__Required action__
Set down every record below exactly as it appears, but without the pictures.

__Excerpted records__
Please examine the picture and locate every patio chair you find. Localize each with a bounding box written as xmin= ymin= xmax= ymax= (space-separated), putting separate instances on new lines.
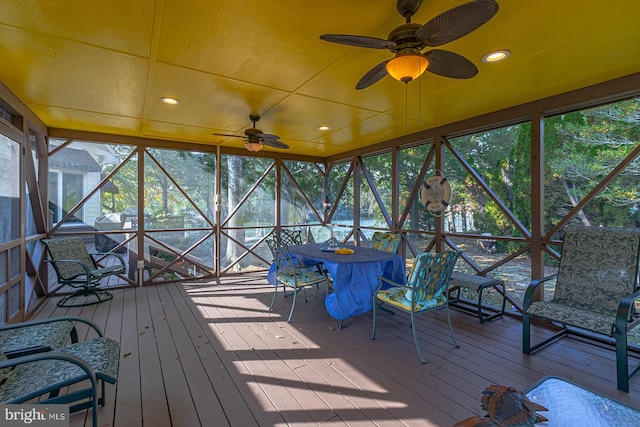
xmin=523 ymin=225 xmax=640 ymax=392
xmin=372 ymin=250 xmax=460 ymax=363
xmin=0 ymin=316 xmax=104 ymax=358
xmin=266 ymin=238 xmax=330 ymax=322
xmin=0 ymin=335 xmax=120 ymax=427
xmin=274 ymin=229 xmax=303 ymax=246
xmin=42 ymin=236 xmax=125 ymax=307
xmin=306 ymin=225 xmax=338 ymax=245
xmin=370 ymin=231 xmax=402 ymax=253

__Reply to the task__
Please examine the picture and locate every patio chair you find. Localize each with a bounding box written as xmin= ymin= xmax= ymax= (space-separated), putting separate instances on new lines.
xmin=523 ymin=225 xmax=640 ymax=392
xmin=372 ymin=250 xmax=460 ymax=363
xmin=0 ymin=316 xmax=104 ymax=358
xmin=266 ymin=238 xmax=330 ymax=322
xmin=0 ymin=335 xmax=120 ymax=427
xmin=274 ymin=229 xmax=303 ymax=246
xmin=42 ymin=236 xmax=125 ymax=307
xmin=306 ymin=225 xmax=338 ymax=245
xmin=370 ymin=231 xmax=402 ymax=253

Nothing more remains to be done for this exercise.